COMPLYING WITH LEGAL AND REGULATORY REQUIREMENTS

The Company expects all employees to conduct business in accordance with all
applicable laws and regulations. The laws and regulations related to the
financial services industry are complex, thus placing a duty on each employee to
take all reasonable steps to ensure his or her actions are in compliance.
Compliance with the law does not comprise our entire ethical responsibility.
Rather, it is a minimum standard for performance of our duties.

ACCOUNTING, INTERNAL ACCOUNTING CONTROLS OR AUDITING MATTERS

The Company treats complaints about accounting, internal accounting controls, or
auditing matters seriously and expeditiously. Employees will be given the
opportunity to submit confidential and anonymous complaints about accounting or
auditing matters for review by representatives of Phoenix, and if appropriate,
the Audit Committee of the Board of Directors. These complaints will be handled
in a manner that protects the confidentiality and anonymity of the employee when
so requested by the employee.

No employee will be terminated or otherwise retaliated against for submitting a
complaint under this procedure if the employee reasonably believes that the
complaint involves a violation of federal securities or anti-fraud laws.

******************************

◆ Task instructions:
(1) Answer these questions from the compliance policy text:
(a) What does the text call compliance with the law?
(b) Who reviews confidential and anonymous complaints about accounting or auditing matters?
(c) What must an employee reasonably believe to be protected from retaliation for submitting a complaint?
(2) From the compliance policy text, extract the words starting at "Compliance with the" and ending at "by the employee.".
(3) Continue the compliance policy text from where it stops.

Object point labels
******************************

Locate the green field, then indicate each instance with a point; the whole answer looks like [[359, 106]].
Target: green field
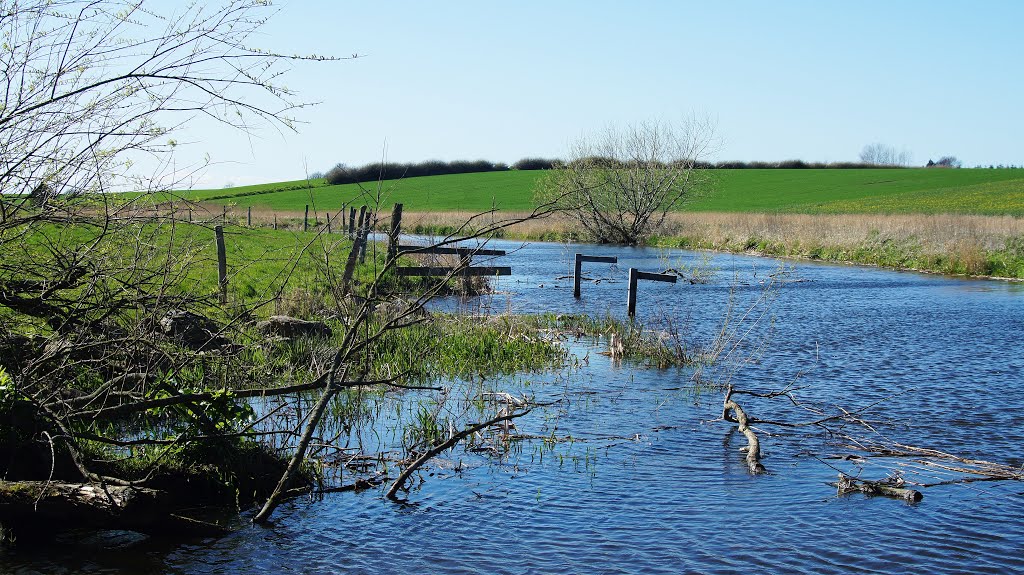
[[875, 191]]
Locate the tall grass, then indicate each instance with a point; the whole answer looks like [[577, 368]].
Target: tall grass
[[991, 246]]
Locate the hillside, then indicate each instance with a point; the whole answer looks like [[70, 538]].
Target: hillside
[[833, 191]]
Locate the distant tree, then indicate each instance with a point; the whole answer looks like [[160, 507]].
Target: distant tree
[[620, 186], [882, 155]]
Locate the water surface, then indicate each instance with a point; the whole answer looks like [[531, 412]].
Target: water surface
[[651, 484]]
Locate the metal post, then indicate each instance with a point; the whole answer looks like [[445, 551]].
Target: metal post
[[631, 298], [635, 275], [221, 263], [576, 276]]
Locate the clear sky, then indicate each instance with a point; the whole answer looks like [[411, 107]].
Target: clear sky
[[500, 81]]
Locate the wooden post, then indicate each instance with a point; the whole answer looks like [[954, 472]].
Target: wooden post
[[358, 224], [367, 226], [392, 238], [578, 274], [221, 263], [352, 256], [635, 275]]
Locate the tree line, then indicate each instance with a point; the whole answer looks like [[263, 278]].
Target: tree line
[[343, 174]]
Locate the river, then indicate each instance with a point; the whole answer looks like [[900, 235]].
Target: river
[[652, 484]]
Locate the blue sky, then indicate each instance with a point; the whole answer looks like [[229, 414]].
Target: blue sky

******************************

◆ Answers to each task:
(1)
(a) A minimum standard for performance of our duties.
(b) Representatives of Phoenix, and if appropriate, the Audit Committee of the Board of Directors.
(c) That the complaint involves a violation of federal securities or anti-fraud laws.

(2)
Compliance with the law does not comprise our entire ethical responsibility.
Rather, it is a minimum standard for performance of our duties.

ACCOUNTING, INTERNAL ACCOUNTING CONTROLS OR AUDITING MATTERS

The Company treats complaints about accounting, internal accounting controls, or
auditing matters seriously and expeditiously. Employees will be given the
opportunity to submit confidential and anonymous complaints about accounting or
auditing matters for review by representatives of Phoenix, and if appropriate,
the Audit Committee of the Board of Directors. These complaints will be handled
in a manner that protects the confidentiality and anonymity of the employee when
so requested by the employee.

(3)
FAIR DEALING

Each employee must deal fairly with the Company's customers, suppliers,
competitors and employees. No employee shall take unfair advantage of anyone
through manipulation, concealment, abuse of privileged information,
misrepresentation of material facts, or other unfair-dealing practice.

ANTITRUST

Phoenix is committed to preserving a free and competitive marketplace and will
not engage in any understandings or agreements with any competitor that could
result in a restraint of trade. Employees must avoid engaging in any conduct
that violates the antitrust laws, such as agreements with competitors regarding
prices, terms of sale, division of markets and allocations of customers.
Discussions with competitors related to market share, projected sales for any
specific product or service, revenues and expenses, production schedules,
unannounced products and services, pricing or marketing strategies are
prohibited.

The antitrust laws also apply to informal contacts with competitors, such as
trade shows or meetings of professional organizations. Every employee has an
obligation to avoid situations that could result in a violation of the antitrust
laws. Any questions concerning the legality or appropriateness of specific acts
should be directed to the Law Department.

ANTI-MONEY LAUNDERING

It is the responsibility of every employee to protect the Company from
exploitation by individuals engaged in money laundering activities. Accordingly,
each employee must undertake the following:

- -    Become familiar with the anti-money laundering laws and their requirements
     as applied to the Company; and

- -    Learn and fully comply with the Company's anti-money laundering policies
     and procedures.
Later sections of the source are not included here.